EXERCISE DETAILS:
Output every line of the items below as a JSON list of strings, one string per line, with blank lines and the pictures left out.

DATA EXTRACT:
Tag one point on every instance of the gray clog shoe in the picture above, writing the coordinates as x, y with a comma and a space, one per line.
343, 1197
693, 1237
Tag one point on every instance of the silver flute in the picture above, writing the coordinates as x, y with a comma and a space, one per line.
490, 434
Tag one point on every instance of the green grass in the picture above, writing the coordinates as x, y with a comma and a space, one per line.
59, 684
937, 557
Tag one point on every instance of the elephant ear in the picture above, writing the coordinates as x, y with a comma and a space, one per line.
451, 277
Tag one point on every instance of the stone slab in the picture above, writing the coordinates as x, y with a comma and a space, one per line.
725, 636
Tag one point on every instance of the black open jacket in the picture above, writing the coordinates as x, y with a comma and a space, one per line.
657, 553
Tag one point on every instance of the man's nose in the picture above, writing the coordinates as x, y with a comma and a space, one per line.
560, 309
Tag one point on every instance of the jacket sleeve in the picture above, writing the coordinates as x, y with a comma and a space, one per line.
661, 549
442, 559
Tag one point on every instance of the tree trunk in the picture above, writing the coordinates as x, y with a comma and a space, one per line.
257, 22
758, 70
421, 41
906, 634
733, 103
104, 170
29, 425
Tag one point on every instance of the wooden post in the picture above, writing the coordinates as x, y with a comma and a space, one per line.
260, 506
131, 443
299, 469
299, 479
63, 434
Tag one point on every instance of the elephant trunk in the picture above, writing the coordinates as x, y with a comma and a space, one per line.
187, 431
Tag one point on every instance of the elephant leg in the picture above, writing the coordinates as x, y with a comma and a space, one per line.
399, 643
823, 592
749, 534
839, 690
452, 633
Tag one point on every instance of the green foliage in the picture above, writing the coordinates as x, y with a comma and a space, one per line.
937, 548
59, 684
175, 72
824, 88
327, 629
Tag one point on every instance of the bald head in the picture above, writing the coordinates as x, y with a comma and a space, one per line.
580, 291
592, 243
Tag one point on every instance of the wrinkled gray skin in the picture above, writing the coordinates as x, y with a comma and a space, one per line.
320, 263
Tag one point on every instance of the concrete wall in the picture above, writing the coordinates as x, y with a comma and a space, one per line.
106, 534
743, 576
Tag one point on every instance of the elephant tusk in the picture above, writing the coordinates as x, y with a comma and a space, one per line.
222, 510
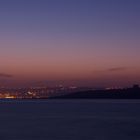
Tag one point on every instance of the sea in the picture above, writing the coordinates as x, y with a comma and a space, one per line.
69, 119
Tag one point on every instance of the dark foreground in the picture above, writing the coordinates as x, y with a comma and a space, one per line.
70, 120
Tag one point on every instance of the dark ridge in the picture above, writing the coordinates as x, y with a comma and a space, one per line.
129, 93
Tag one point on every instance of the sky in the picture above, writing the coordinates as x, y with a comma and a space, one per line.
82, 42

RESPONSE FOR THIS EXERCISE:
[
  "Tag one point on every instance of the gray clog shoe in the picture above, writing the coordinates as x, y with a comma and a space, one per line.",
  "343, 1197",
  "693, 1237",
  "Tag one point on every instance of the silver flute in the picture above, writing the coordinates as x, y with a comma and a space, one per line.",
  "490, 434",
  "Tag one point on every instance of the green grass in the picture above, writing the coordinates as x, y with a comma and a space, one per line.",
  "59, 684",
  "937, 557",
  "Tag one point on every instance of the elephant ear in the picture above, writing the coordinates as x, y with a comma and a space, one per line.",
  "451, 277",
  "Tag one point on every instance of the stone slab in the picture above, writing the coordinates as x, y with a comma and a space, one per line.",
  "725, 636",
  "Tag one point on every instance of the black open jacket in the picture above, writing the coordinates as x, y with a comma and a space, one per line.",
  "657, 553",
  "Tag one point on every instance of the man's nose in the picture above, writing the coordinates as x, y with a comma and a space, one per line.",
  "560, 309",
  "Tag one point on every instance of the jacket sleeve in the picture above, writing the coordinates as x, y with a comma and a space, one per line.",
  "661, 549",
  "442, 559",
  "Tag one point on every instance of the tree trunk in the picture above, writing the coordinates as x, y with a comma and a space, one per line.",
  "257, 22",
  "758, 70",
  "421, 41",
  "906, 634",
  "733, 103",
  "104, 170",
  "29, 425",
  "Tag one point on every instance of the wooden post in the picture above, writing the coordinates as x, y with a comma and a space, one per line.",
  "260, 506",
  "131, 443",
  "299, 469",
  "299, 479",
  "63, 434",
  "Tag one point on every instance of the elephant trunk in the picture above, writing the coordinates as x, y with a comma and a space, one per line.",
  "187, 431",
  "Tag one point on every instance of the elephant leg in the picture above, writing the coordinates as x, y with a comma and a space, one per line.",
  "399, 643",
  "823, 592",
  "749, 534",
  "839, 690",
  "452, 633",
  "Tag one point on every instance of the green foliage in the picture above, writing the coordinates as x, y with a comma and a space, one per line.",
  "937, 548",
  "59, 684",
  "175, 72",
  "824, 88",
  "327, 629",
  "Tag one point on every instance of the bald head in the picture above, writing the coordinates as x, y with a comma and a space, one per line.",
  "580, 291",
  "592, 243",
  "Tag one point on every instance of the wrinkled gray skin in the picture above, writing the coordinates as x, y with a comma and a space, one per line.",
  "320, 263",
  "Tag one point on every instance of the concrete wall in the picture above, writing the coordinates as x, y with a comma and a space, one per line.",
  "106, 534",
  "743, 576",
  "Tag one point on every instance of the elephant tusk in the picture above, writing the coordinates as x, y with a comma and a space, one per line.",
  "222, 510",
  "Tag one point on every instance of the sea in the picture above, writing the coordinates as x, y with a comma and a space, one per line.",
  "69, 119",
  "Tag one point on every instance of the dark foreground in the picture above, writing the coordinates as x, y with a comma and a space, one per line.",
  "70, 120",
  "Tag one point on every instance of the dark ridge in the picture above, writing the coordinates as x, y with a comma and a space, one per line.",
  "129, 93",
  "Tag one point on every instance of the sky in the picture above, writing the coordinates as x, y with a comma and a space, one per line.",
  "82, 42"
]